- [DOCUMENT TEXT]:
· · · · ·

Which is faster?

[bobpreston]

Assuming I have the following:

byte[] bytes = new byte[100];
int pos = 0;


which is faster:

pos++;
pos %= bytes.length;

or:

pos = ++pos % bytes.length;


Thanks in advance,

Bob

 

[Thomas Kellerer]

Assuming I have the following:

byte[] bytes = new byte[100];
int pos = 0;


which is faster:

pos++;
pos %= bytes.length;

or:

pos = ++pos % bytes.length;

Who cares?

 

[bobpreston]

Thanks Thomas How's HSQLDB?

Assuming I have the following:

byte[] bytes = new byte[100];
int pos = 0;


which is faster:

pos++;
pos %= bytes.length;

or:

pos = ++pos % bytes.length;

Who cares?

 

[Thomas Weidenfeller]

Assuming I have the following:

byte[] bytes = new byte[100];
int pos = 0;


which is faster:

It does not matter. And if it would be really an important issue for
you, you would measure it.

· · · · ·

- [Items from a dataset]:

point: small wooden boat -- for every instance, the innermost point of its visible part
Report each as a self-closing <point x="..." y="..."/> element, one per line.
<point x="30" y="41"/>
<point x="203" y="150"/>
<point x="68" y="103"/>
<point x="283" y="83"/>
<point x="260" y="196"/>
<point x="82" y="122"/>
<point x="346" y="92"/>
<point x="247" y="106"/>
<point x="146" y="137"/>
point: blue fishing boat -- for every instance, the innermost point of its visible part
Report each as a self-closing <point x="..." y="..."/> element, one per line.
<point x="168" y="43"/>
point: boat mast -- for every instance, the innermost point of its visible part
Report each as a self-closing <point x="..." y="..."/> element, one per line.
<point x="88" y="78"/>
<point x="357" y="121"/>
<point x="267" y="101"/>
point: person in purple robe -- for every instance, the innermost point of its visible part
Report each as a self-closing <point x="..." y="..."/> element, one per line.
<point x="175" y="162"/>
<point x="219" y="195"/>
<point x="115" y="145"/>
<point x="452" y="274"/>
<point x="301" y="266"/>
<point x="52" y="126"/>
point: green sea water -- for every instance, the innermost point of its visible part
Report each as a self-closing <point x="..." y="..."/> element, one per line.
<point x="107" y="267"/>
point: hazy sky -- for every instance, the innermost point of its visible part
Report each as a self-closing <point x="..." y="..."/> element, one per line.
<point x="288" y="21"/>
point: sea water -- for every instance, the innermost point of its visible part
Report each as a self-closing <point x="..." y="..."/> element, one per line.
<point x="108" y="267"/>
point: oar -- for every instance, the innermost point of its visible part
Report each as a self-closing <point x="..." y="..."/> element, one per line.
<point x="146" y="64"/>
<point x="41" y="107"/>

· · · · ·

- [WRITTEN TASKS]:
1. In the forum thread, what does Thomas Weidenfeller say someone would do if the question were really an important issue for them?
2. From the forum thread, write out the passage starting with "[Thomas Weidenfeller]" and going on through "would measure it.", substituting "benchmark" for "measure".

- [WRITTEN RESPONSES]:
1. Measure it.

2.
[Thomas Weidenfeller]

Assuming I have the following:

byte[] bytes = new byte[100];
int pos = 0;


which is faster:

It does not matter. And if it would be really an important issue for
you, you would benchmark it.